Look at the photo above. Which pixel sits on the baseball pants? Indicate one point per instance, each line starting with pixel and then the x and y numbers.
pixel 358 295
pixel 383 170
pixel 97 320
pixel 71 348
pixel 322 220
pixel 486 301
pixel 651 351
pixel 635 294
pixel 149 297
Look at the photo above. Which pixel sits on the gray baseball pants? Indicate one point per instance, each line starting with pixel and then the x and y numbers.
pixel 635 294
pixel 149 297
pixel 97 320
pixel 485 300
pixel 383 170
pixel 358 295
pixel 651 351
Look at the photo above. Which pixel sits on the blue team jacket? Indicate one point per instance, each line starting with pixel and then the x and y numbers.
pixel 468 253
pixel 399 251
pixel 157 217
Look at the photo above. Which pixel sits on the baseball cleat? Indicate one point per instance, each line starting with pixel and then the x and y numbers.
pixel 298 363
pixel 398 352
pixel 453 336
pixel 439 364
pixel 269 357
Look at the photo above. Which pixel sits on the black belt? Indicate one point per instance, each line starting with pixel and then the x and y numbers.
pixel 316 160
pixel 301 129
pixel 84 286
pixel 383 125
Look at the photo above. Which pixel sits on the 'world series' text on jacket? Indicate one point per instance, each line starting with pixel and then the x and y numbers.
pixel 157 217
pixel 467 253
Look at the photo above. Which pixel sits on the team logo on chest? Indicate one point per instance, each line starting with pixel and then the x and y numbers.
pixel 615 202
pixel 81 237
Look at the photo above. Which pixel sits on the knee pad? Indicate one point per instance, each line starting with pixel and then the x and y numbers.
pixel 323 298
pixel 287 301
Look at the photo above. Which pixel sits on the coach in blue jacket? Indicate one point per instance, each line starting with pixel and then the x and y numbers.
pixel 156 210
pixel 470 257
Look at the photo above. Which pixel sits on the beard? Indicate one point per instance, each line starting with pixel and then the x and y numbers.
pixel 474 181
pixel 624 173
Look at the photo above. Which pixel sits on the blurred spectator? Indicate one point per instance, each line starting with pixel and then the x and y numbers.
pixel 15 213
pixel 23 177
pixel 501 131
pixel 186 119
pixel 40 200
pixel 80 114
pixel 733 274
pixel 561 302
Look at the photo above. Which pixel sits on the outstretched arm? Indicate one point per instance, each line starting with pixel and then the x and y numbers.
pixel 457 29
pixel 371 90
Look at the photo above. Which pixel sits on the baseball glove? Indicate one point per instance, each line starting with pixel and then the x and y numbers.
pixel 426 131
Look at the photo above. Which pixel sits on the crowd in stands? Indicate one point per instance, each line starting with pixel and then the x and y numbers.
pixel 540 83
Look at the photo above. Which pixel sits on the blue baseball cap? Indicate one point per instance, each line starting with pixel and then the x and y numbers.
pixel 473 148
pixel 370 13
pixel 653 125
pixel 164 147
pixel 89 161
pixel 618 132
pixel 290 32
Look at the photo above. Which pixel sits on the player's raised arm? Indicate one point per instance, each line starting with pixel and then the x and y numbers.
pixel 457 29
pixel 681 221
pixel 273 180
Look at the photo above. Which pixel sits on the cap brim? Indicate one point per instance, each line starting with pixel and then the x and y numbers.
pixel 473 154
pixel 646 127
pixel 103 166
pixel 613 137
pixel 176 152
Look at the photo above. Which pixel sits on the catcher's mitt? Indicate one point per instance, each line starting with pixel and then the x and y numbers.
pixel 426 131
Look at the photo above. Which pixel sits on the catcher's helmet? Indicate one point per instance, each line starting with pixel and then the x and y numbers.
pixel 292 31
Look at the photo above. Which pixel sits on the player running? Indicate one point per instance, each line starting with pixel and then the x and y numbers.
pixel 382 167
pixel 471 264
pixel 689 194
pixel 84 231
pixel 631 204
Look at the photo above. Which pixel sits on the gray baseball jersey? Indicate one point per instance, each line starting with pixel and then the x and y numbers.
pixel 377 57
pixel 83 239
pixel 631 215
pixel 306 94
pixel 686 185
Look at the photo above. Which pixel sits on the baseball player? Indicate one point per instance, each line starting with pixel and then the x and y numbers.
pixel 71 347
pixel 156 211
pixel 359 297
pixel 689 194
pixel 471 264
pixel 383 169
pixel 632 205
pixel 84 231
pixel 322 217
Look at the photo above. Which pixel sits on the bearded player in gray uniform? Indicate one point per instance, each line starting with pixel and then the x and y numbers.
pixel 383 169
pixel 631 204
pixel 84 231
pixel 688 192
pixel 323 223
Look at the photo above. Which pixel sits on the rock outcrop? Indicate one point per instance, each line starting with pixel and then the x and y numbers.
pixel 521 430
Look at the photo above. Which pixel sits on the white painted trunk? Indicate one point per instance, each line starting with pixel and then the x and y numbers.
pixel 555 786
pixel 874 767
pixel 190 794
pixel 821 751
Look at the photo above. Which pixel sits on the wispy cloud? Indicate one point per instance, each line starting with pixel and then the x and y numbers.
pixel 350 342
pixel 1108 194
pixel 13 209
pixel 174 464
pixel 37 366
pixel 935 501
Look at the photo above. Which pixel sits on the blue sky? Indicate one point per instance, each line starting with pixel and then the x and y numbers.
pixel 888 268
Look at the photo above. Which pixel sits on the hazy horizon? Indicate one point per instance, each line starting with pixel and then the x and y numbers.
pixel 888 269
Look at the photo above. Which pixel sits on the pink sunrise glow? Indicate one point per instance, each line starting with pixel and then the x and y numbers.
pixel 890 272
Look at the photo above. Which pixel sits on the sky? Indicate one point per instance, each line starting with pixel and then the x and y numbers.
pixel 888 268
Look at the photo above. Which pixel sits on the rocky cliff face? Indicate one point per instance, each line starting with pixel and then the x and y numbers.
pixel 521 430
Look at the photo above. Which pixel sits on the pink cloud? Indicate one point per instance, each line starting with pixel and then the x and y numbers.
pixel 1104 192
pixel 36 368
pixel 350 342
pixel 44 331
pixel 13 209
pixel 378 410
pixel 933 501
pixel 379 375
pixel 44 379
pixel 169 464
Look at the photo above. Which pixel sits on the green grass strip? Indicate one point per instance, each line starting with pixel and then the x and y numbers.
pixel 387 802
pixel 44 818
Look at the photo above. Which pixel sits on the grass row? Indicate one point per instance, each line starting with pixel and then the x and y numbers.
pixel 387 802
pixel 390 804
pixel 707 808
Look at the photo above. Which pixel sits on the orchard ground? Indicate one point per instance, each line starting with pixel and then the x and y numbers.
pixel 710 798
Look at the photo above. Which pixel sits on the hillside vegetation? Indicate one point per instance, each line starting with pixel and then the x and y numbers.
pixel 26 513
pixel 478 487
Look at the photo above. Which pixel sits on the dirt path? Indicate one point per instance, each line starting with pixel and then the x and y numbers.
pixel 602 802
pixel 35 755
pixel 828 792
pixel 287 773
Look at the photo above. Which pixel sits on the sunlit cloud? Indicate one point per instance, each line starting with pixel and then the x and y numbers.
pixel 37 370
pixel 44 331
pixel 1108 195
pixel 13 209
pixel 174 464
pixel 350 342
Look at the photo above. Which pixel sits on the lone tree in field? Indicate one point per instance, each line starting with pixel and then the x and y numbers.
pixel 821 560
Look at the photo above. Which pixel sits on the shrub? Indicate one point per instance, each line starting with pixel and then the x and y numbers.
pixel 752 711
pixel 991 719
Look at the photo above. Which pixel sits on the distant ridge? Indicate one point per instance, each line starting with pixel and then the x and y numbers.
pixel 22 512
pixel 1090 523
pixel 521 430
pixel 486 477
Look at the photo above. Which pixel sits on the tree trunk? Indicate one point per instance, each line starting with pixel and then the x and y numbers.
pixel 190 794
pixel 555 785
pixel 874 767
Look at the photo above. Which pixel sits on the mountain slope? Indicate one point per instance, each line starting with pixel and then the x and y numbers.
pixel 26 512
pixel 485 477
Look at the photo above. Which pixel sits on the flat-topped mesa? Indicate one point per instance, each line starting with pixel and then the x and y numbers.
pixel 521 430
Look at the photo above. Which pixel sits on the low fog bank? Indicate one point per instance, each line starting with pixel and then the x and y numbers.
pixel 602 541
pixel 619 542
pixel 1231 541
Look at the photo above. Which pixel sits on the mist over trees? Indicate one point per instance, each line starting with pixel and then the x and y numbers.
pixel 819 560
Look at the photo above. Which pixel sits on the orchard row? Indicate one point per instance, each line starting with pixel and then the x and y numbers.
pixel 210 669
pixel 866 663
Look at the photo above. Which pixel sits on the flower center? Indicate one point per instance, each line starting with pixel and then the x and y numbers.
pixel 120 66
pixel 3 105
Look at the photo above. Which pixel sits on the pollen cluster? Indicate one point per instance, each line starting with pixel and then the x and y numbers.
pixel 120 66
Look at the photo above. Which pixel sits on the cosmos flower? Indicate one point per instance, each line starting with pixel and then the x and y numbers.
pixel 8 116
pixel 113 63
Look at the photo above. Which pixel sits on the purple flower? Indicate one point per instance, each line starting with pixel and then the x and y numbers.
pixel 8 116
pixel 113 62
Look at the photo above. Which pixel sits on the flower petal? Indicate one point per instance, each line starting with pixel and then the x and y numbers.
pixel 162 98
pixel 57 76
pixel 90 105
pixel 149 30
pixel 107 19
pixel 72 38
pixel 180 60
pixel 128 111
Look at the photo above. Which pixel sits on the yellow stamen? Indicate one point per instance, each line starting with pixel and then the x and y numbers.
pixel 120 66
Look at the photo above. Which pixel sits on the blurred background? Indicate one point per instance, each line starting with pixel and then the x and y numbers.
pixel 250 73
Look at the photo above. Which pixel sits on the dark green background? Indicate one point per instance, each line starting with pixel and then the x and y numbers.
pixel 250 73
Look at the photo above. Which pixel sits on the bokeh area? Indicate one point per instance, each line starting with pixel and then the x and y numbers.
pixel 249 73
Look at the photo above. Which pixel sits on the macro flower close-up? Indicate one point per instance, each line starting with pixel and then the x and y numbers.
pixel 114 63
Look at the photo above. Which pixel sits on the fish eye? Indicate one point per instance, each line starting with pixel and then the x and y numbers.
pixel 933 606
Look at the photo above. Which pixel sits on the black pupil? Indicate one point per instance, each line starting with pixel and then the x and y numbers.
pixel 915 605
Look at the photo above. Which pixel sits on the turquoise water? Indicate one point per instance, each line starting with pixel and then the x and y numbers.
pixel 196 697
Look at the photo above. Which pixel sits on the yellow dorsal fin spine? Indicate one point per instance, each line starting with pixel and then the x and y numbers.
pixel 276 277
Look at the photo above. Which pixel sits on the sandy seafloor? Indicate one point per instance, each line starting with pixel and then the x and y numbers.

::::

WHAT IS REQUIRED. Your answer is to contain exactly the lines from the one holding "the flower petal?" to the end of the entries, with no other line.

TASK ANSWER.
Look at the photo above. Which pixel sits on the flower petal? Indicate one point per instance, each line starting with pixel and then the x and y numbers.
pixel 162 98
pixel 57 76
pixel 90 105
pixel 149 30
pixel 107 19
pixel 72 38
pixel 180 60
pixel 128 111
Look at the photo above. Which pixel sits on the yellow stamen? Indicate one point per instance, each line starting with pixel and then the x and y numbers.
pixel 120 66
Look at the photo above. Which pixel sits on the blurred background? Indicate one point per instance, each line starting with pixel and then the x and y numbers.
pixel 250 73
Look at the photo above. Which pixel sits on the dark green background? Indicate one point per instance, each line starting with pixel and then the x and y numbers.
pixel 250 73
Look at the photo above. Which pixel sits on the bokeh area? Indicate one point per instance, each line starting with pixel and then the x and y numbers.
pixel 249 73
Look at the photo above. Which pixel sits on the macro flower close-up? Indicate one point per instance, each line starting with pixel and then the x and y numbers.
pixel 114 63
Look at the photo above. Which pixel sits on the fish eye? Indicate one point per instance, each line starting with pixel and then the x and y numbers.
pixel 933 606
Look at the photo above. Which pixel sits on the black pupil? Indicate one point per instance, each line starting with pixel and then the x and y numbers.
pixel 915 605
Look at the photo above. Which pixel sits on the turquoise water? Indicate one point per instance, each line starting with pixel and then the x and y numbers.
pixel 196 697
Look at the photo above. Which pixel sits on the yellow dorsal fin spine? Indicate one point per instance, each line starting with pixel and then the x and y numbers.
pixel 276 277
Look at the photo above. Which pixel sits on the sandy seafloor? Indicate one point per instance, each line starting with pixel and then the x and y numbers.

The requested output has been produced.